BEGIN Records for processing

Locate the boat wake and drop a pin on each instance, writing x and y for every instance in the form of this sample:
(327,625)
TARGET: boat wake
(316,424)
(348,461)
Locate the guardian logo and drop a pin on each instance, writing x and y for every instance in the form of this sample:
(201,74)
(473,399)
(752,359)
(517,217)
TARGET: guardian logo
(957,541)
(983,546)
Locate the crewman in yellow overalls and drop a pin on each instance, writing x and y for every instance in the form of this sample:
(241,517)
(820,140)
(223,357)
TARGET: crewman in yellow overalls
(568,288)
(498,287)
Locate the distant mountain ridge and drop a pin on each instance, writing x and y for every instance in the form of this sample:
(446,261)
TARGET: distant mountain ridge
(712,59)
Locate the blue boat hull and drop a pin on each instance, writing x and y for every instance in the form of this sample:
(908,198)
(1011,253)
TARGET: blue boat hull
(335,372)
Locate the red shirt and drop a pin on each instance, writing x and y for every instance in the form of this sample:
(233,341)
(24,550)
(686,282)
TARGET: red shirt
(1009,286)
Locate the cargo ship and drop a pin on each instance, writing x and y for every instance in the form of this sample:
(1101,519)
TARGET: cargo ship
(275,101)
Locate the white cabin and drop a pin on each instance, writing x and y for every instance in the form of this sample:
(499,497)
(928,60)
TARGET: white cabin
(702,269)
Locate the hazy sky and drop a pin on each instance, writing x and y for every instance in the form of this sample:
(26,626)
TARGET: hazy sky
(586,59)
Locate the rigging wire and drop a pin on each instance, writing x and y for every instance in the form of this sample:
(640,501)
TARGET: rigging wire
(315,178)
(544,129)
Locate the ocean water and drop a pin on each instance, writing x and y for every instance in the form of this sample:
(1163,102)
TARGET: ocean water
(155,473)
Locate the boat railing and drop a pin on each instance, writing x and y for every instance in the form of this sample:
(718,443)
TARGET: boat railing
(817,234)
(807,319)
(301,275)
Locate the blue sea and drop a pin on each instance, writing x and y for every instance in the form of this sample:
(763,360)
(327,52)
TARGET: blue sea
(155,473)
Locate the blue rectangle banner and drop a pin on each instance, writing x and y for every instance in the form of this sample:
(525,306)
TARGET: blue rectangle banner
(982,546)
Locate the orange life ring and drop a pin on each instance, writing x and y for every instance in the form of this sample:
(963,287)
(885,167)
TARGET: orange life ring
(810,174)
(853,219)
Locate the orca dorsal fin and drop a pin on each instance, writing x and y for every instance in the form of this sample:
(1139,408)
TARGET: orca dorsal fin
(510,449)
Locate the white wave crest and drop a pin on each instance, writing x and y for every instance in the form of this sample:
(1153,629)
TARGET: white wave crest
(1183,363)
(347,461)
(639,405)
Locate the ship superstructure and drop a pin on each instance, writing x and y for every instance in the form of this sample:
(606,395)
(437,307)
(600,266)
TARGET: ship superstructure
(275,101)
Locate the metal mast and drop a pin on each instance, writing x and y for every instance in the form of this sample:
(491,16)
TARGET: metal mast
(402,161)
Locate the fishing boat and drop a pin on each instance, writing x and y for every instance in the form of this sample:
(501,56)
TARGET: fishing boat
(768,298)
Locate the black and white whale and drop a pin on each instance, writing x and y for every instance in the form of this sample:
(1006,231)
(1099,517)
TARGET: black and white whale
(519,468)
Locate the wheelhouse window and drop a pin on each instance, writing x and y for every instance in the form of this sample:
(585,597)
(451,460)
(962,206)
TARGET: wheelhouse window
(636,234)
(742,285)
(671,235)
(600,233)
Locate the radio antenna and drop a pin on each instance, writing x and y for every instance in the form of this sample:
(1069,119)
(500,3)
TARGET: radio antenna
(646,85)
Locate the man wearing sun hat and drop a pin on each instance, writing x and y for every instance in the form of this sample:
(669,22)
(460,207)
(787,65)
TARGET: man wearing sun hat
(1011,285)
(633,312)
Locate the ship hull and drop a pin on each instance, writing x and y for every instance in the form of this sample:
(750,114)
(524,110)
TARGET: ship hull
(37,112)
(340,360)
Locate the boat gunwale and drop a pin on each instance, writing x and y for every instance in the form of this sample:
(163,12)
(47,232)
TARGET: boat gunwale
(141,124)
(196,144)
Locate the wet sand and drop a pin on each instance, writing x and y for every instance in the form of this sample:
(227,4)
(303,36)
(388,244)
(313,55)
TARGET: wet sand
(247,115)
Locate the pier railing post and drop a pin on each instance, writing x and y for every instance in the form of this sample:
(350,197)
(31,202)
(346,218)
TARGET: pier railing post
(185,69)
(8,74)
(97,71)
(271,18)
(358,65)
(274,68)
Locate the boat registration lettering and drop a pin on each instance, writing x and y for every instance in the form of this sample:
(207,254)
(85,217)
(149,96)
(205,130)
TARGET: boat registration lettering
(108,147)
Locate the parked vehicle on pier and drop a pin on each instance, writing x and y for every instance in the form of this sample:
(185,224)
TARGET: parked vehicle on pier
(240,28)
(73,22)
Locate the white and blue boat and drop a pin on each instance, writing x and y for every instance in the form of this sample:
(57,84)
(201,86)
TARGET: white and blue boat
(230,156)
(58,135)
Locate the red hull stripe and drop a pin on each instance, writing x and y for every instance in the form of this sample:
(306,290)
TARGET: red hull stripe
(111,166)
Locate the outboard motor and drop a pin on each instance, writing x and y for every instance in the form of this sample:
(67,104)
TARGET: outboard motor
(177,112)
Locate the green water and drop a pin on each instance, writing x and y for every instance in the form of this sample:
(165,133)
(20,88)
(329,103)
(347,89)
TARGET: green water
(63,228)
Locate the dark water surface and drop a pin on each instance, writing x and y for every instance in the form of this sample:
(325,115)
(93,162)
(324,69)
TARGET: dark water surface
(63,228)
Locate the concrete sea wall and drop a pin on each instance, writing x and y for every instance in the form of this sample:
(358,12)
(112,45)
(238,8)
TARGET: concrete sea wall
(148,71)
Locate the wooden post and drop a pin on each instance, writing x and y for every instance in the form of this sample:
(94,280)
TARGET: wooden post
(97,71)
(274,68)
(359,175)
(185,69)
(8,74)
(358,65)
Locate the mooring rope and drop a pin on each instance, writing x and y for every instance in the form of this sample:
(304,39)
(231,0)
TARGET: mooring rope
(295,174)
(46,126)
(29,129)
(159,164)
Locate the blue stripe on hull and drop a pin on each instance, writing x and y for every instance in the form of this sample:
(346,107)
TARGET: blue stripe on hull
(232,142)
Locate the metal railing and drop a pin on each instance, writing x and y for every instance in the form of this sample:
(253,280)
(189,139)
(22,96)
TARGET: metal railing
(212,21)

END Records for processing

* Brief *
Above are the records; copy all of them exactly.

* Answer to this exercise *
Locate the boat wake and drop a pin on each instance, writing x and y for every instance in the form of this sample:
(327,625)
TARGET: boat wake
(316,424)
(348,461)
Locate the guardian logo and drop a pin on each instance, writing x and y for every instance in the form of this sample:
(201,74)
(473,399)
(752,359)
(517,217)
TARGET: guardian logo
(957,541)
(983,546)
Locate the crewman in yellow overalls and drop a pin on each instance, writing x and y for every instance in the form of this sample:
(241,517)
(820,140)
(223,357)
TARGET: crewman in yellow overalls
(568,288)
(498,287)
Locate the distant mountain ridge and drop a pin on each instance, writing x and y for every instance in the form of this sample:
(446,261)
TARGET: distant mountain ridge
(712,59)
Locate the blue boat hull and drop a pin on each instance, writing x and y for every instance in the form of this sample:
(908,198)
(1011,253)
TARGET: blue boat hull
(335,372)
Locate the red shirt and drop a pin on each instance, writing x and y for every instance in the form of this sample:
(233,341)
(24,550)
(686,282)
TARGET: red shirt
(1009,286)
Locate the cargo ship and drop a pin on each instance, writing x and y for every instance in the form of this sample:
(1101,519)
TARGET: cargo ship
(275,101)
Locate the white cabin and drop a pin on each instance, writing x and y for every instance in the form of this sample:
(499,497)
(928,60)
TARGET: white cabin
(702,269)
Locate the hazy sky and drop a pin on each instance, writing x and y for every instance in the form of this sample:
(26,626)
TARGET: hazy sky
(586,59)
Locate the rigging wire and drop a pin on each instance, writing x and y for every instance in the form of this sample:
(640,501)
TARGET: rigging wire
(315,178)
(544,129)
Locate the ocean water and drop a pin on each instance, writing x and y for every instance in the form of this sample:
(1163,102)
TARGET: ocean water
(155,473)
Locate the boat railing and drop a pin on each instance, writing x and y for every instance in the form of this sample:
(718,443)
TARGET: boat railing
(817,234)
(807,319)
(301,275)
Locate the blue sea and drop a pin on each instance, writing x and y for every instance in the form of this sample:
(763,360)
(327,52)
TARGET: blue sea
(155,473)
Locate the blue rectangle banner and drop a pin on each instance, writing x and y for every instance in the form of this sample:
(525,306)
TARGET: blue rectangle banner
(982,546)
Locate the orange life ring and drop a pin on each instance, writing x and y for every instance in the form of this sample:
(963,287)
(885,167)
TARGET: orange life ring
(810,174)
(853,219)
Locate the orca dorsal fin and drop a pin on each instance, writing x and y for every instance in the form of this sample:
(1139,408)
TARGET: orca dorsal fin
(510,449)
Locate the white wave crest and drop a pin on each instance, writing x and y for every instance in the form of this sample:
(1153,629)
TARGET: white wave crest
(1183,363)
(347,461)
(639,405)
Locate the ship superstructure and drop a pin on each instance, writing x and y for every instance in the form of this sample:
(606,395)
(437,307)
(600,266)
TARGET: ship superstructure
(275,101)
Locate the metal mast and drop a pin on each instance, writing x and y for every instance in the form of this sample:
(491,16)
TARGET: metal mast
(402,161)
Locate the fishing boat and drop a pin on each instance, writing x and y for every instance in the form of this sample:
(501,56)
TARGET: fishing boat
(768,298)
Locate the black and white whale and drop a pin on each instance, writing x and y for every instance in the form of this sample:
(1006,231)
(1099,517)
TARGET: black and white whale
(519,468)
Locate the wheelhouse window and drop a pin on each instance, writing x and y for every instance in the form of this sample:
(585,597)
(451,460)
(962,206)
TARGET: wheelhouse window
(636,234)
(742,285)
(671,235)
(600,233)
Locate the radio antenna and drop a pin on each instance, writing x and y for every instance in the form of this sample:
(1069,119)
(500,3)
TARGET: radio antenna
(646,85)
Locate the man wearing sun hat and drop a pin on each instance, writing x and y for every instance in the form of this sample:
(669,22)
(460,207)
(787,65)
TARGET: man wearing sun hat
(1011,285)
(633,312)
Locate the ship hull and drop a pin on each instance, writing x and y for every instance in the form of this sample:
(750,114)
(524,110)
TARGET: ship hull
(37,112)
(340,360)
Locate the boat gunwale and drop a pin on each instance, writing x and y for every instance in the form of this sample:
(163,12)
(47,232)
TARGET: boat gunwale
(141,124)
(196,144)
Locate the wet sand and drop a pin on each instance, writing x and y for every instance in the form of this sample:
(227,4)
(303,36)
(388,244)
(313,55)
TARGET: wet sand
(247,115)
Locate the pier railing post and drop a pin on each instance, writing x and y for every instance in the form of this sample:
(350,197)
(31,202)
(346,218)
TARGET: pier railing post
(185,69)
(8,74)
(97,71)
(271,18)
(358,65)
(274,68)
Locate the boat registration lettering and drop a pin on each instance, writing x and y for every instance in the form of this sample:
(207,254)
(85,217)
(149,96)
(205,130)
TARGET: boat registration lettering
(108,147)
Locate the parked vehicle on pier and drop a pin on each instance, writing x and y for every instance in the form of this sample:
(185,224)
TARGET: parked vehicle on pier
(240,28)
(73,22)
Locate the white and blue boat and drop a pin on each instance, writing x and y for every instance in the form of this sample:
(57,84)
(201,86)
TARGET: white and blue boat
(230,156)
(58,135)
Locate the red hull stripe and drop a pin on each instance, writing x and y for every instance in the form of this sample:
(306,290)
TARGET: red hull stripe
(111,166)
Locate the outboard motor and drop a pin on each instance, writing x and y for every instance in the form of this sample:
(67,104)
TARGET: outboard motor
(177,112)
Locate the green water and drop a pin on each instance, writing x and y for every instance in the form of this sample:
(165,133)
(20,88)
(329,103)
(347,89)
TARGET: green water
(63,228)
Locate the dark water surface and drop a pin on each instance, writing x and y for every instance in the form of this sample:
(325,115)
(93,162)
(324,69)
TARGET: dark water surface
(63,228)
Locate the concrete sea wall and drop a pin on each instance, writing x and y for every instance in the form of this sample:
(358,12)
(112,45)
(238,8)
TARGET: concrete sea wall
(148,71)
Locate the wooden post and drop a pin on each instance, writing x and y for every instance in the form of this sample:
(94,280)
TARGET: wooden post
(97,71)
(274,68)
(359,175)
(185,69)
(8,74)
(358,65)
Locate the mooring rope and drop a pin on each instance, writing x and y for every instance in the form of this sample:
(304,39)
(231,0)
TARGET: mooring rope
(295,174)
(46,126)
(29,129)
(159,164)
Locate the blue stripe on hull and drop a pin on each instance, writing x and y for every instance in the form of this sample:
(346,107)
TARGET: blue stripe on hull
(232,142)
Locate the metal railing and drop a pin on each instance, writing x and y for every instance in the form of this sample:
(253,280)
(189,139)
(22,96)
TARGET: metal railing
(212,21)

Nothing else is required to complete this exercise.